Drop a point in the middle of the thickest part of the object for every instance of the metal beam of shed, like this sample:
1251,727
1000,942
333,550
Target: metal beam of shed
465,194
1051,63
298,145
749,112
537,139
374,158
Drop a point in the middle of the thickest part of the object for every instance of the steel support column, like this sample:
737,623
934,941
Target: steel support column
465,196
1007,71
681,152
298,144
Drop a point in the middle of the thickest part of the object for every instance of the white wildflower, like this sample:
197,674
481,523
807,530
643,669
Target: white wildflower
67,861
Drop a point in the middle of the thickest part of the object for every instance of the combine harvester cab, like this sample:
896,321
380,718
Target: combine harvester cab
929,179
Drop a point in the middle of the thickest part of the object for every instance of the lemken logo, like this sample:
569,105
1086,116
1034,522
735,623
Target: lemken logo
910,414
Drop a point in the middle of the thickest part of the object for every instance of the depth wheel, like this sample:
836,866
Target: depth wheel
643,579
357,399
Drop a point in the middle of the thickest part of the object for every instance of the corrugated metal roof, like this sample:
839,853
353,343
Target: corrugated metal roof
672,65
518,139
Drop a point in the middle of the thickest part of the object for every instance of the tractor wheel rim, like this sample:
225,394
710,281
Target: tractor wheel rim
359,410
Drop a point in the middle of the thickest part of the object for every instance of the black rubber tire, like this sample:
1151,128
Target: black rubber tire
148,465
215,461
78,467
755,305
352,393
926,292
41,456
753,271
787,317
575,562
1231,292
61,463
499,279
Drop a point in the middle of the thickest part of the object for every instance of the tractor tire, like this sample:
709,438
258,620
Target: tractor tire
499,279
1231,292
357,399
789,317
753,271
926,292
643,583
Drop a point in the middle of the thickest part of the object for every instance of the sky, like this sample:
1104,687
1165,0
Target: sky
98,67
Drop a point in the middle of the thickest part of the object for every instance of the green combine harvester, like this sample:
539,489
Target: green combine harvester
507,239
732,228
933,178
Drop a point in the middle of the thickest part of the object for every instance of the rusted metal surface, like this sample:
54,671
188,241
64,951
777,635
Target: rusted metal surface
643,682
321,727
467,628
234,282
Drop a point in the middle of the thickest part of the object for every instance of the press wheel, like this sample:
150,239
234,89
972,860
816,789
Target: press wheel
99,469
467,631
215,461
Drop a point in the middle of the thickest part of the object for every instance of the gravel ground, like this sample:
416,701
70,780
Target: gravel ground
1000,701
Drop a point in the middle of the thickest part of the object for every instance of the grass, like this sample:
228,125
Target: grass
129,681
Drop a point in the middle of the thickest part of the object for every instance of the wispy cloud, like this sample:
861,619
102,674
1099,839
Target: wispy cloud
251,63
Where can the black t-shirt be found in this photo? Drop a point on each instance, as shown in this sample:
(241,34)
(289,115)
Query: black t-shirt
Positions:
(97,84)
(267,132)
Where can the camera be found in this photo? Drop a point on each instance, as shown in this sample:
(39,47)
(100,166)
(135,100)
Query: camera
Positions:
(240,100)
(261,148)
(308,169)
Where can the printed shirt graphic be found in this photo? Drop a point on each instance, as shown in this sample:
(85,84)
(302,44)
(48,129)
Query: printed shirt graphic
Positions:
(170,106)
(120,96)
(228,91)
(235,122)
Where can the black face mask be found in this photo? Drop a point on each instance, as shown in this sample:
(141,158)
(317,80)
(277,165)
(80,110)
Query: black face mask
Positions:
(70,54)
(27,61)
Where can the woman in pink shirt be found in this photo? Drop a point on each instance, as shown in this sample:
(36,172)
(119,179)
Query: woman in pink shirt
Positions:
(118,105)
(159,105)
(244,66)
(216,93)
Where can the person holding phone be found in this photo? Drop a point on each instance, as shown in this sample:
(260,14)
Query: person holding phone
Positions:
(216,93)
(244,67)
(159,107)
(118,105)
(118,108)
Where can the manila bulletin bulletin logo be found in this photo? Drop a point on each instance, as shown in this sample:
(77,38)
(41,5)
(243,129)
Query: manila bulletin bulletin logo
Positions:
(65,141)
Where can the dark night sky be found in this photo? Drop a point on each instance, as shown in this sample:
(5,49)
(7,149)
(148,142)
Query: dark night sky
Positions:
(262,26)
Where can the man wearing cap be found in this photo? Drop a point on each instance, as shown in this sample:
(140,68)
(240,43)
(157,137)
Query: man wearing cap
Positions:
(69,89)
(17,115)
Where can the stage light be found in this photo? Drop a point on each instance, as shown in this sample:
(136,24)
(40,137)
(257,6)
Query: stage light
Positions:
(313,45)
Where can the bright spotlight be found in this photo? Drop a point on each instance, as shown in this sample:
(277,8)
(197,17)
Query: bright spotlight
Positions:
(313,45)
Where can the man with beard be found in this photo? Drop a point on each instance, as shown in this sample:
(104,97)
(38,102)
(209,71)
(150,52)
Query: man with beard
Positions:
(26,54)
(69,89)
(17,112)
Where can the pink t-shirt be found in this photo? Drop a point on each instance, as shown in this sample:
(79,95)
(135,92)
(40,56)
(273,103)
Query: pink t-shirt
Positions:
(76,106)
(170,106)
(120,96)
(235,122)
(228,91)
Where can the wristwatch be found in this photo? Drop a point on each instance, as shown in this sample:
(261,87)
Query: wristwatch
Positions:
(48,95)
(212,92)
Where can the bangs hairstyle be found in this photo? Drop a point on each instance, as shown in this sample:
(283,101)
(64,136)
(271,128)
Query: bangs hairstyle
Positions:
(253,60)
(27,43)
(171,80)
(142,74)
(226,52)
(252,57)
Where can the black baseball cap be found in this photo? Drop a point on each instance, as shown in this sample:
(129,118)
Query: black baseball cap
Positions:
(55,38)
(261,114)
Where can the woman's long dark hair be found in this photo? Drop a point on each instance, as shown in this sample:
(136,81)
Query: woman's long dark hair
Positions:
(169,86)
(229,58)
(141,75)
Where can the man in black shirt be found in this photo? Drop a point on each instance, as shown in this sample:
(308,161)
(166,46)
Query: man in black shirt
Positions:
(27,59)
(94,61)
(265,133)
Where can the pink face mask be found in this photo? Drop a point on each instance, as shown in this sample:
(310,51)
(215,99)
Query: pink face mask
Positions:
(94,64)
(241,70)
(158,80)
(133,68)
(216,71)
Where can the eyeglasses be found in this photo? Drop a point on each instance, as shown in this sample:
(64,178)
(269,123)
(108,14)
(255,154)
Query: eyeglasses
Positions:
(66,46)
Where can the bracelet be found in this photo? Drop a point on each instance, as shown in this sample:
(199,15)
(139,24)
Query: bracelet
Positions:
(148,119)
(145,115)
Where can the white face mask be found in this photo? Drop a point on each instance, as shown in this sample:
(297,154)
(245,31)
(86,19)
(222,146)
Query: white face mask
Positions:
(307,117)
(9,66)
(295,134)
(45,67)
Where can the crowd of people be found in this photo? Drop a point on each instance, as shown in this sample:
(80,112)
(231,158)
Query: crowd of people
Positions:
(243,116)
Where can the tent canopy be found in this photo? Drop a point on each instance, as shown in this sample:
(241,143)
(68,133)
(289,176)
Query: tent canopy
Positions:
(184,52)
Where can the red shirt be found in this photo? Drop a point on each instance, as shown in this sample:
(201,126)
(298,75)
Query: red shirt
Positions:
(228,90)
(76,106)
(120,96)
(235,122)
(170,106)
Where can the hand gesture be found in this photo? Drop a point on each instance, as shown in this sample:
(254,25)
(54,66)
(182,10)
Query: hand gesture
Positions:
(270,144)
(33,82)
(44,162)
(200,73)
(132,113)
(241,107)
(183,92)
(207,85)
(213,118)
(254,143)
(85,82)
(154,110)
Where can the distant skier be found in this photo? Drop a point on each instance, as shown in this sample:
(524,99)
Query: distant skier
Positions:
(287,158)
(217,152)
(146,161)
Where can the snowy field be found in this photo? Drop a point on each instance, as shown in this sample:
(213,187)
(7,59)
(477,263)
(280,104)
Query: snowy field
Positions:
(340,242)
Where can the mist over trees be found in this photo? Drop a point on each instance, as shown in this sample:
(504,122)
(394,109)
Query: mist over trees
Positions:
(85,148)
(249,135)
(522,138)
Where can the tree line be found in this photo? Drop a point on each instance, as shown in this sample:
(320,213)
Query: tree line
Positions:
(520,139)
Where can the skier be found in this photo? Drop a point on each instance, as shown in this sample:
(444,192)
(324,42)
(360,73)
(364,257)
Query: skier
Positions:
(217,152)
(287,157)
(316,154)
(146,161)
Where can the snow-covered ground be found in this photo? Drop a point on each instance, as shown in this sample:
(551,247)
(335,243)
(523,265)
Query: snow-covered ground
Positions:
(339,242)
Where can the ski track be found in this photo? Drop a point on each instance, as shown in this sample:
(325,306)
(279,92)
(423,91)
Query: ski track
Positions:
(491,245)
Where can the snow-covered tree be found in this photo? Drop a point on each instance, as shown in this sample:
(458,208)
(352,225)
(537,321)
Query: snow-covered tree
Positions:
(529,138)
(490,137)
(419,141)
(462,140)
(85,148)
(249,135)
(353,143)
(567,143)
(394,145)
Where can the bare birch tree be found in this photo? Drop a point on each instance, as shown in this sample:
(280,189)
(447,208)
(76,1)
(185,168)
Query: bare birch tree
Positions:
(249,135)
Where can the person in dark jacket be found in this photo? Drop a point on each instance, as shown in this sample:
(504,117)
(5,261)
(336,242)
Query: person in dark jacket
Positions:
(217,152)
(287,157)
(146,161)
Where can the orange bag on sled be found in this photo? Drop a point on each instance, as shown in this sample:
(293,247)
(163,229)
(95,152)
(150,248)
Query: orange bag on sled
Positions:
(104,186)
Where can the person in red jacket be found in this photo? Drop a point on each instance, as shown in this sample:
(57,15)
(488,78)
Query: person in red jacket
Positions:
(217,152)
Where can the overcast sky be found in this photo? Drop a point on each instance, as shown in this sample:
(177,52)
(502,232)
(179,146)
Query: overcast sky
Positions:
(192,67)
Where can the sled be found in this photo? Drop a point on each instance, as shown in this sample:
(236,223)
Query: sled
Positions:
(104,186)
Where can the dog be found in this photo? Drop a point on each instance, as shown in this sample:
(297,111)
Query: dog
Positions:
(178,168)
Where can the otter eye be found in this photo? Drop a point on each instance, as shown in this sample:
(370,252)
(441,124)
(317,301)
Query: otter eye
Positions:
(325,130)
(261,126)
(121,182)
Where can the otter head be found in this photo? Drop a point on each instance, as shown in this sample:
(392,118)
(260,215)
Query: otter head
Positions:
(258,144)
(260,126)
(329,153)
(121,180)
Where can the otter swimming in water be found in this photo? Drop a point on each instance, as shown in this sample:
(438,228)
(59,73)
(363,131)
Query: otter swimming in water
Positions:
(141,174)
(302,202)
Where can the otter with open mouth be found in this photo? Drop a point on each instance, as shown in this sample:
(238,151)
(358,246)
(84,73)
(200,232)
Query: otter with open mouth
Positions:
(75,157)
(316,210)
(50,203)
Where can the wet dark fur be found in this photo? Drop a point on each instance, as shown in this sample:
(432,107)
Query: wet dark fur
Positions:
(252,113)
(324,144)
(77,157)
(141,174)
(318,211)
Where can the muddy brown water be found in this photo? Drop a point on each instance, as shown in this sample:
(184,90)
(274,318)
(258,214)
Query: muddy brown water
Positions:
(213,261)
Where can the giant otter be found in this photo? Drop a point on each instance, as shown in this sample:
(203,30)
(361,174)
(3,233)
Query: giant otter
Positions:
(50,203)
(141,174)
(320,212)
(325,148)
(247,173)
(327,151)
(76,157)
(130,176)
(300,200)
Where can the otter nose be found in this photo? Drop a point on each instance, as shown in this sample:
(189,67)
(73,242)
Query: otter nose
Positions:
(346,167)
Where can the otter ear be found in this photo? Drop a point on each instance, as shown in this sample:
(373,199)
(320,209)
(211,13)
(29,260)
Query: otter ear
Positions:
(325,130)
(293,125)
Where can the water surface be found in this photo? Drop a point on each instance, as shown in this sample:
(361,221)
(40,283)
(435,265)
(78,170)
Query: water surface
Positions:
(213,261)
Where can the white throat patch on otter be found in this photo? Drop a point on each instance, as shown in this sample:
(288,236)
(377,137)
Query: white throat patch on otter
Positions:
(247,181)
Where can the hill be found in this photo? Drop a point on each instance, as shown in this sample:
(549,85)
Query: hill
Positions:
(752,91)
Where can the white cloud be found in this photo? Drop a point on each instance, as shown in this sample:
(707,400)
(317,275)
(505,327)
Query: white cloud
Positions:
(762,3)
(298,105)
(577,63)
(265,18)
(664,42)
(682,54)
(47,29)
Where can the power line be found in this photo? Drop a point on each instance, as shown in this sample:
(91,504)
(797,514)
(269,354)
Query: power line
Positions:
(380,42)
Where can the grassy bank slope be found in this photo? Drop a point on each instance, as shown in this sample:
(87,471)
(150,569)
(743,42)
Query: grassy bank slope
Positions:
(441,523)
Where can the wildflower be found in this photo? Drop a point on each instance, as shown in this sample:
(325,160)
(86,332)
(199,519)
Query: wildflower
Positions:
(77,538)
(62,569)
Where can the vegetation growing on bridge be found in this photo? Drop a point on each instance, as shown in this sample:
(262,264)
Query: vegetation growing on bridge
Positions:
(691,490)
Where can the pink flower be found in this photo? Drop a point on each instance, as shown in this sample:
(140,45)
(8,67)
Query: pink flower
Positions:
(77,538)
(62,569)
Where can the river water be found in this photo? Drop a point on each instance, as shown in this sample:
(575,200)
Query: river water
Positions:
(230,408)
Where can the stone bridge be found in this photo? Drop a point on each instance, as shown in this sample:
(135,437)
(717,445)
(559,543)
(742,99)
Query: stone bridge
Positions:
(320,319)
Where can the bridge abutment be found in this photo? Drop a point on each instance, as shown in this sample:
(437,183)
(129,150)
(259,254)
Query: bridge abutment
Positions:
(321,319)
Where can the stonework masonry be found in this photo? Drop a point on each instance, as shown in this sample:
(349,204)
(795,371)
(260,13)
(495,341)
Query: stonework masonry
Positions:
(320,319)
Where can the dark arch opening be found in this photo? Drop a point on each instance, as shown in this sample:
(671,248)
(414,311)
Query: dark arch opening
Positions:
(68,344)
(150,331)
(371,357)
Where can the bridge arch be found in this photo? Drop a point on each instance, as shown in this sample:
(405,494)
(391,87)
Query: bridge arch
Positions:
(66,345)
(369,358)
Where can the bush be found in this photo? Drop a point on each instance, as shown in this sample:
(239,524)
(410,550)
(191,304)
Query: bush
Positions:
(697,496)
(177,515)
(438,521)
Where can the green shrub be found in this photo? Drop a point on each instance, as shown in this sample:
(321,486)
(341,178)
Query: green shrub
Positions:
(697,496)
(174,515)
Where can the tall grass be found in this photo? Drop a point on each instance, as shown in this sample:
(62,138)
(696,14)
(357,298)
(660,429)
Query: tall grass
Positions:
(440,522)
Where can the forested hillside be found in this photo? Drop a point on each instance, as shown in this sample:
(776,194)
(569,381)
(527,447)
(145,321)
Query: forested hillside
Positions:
════════
**DIRECTIONS FOR THIS TASK**
Please extract exactly, and only, the lines from the line containing "Where can the pink flower" through the last line of the records.

**FULL ANSWER**
Where can the pink flower be found in this photo? Drop a point on each instance, as shown in this sample:
(140,45)
(8,67)
Query: pink flower
Positions:
(77,538)
(62,569)
Where can the river water be found in this photo? Drop a point on each instance, as shown in this sample:
(575,200)
Query: river water
Positions:
(230,408)
Where can the stone bridge be found in this photo? Drop a point on each instance, as shown in this sample:
(135,437)
(717,445)
(559,543)
(742,99)
Query: stone bridge
Positions:
(320,319)
Where can the bridge abutment be found in this photo? Drop a point on each instance, as shown in this sample:
(437,183)
(129,150)
(259,254)
Query: bridge abutment
Positions:
(321,319)
Where can the stonework masonry be found in this photo? Drop a point on each instance, as shown in this sample:
(349,204)
(795,371)
(260,13)
(495,341)
Query: stonework masonry
Positions:
(320,319)
Where can the dark arch opening be found in this photo? Drop a point on each instance, as shown in this sample:
(671,248)
(414,311)
Query: dark arch opening
Positions:
(68,344)
(150,331)
(371,357)
Where can the bridge arch be found in this photo? Drop a point on each instance, as shown in this sample:
(405,494)
(391,87)
Query: bridge arch
Positions:
(66,345)
(369,358)
Where can the bush be found in this photo? Drop a point on each instance, as shown in this sample:
(239,524)
(410,550)
(191,304)
Query: bush
Positions:
(697,496)
(177,515)
(438,521)
Where can the green shrub be found in this photo? Drop a point on each instance, as shown in this sample:
(321,486)
(341,178)
Query: green shrub
Positions:
(697,496)
(174,515)
Where can the tall grass be found in this photo? Drop a point on each instance, as shown in this sample:
(62,138)
(696,14)
(357,298)
(660,429)
Query: tall grass
Positions:
(440,522)
Where can the forested hillside be found in this photo? Drop a point on each instance, as shown in this sample:
(776,194)
(569,381)
(527,447)
(145,321)
Query: forested hillside
Positions:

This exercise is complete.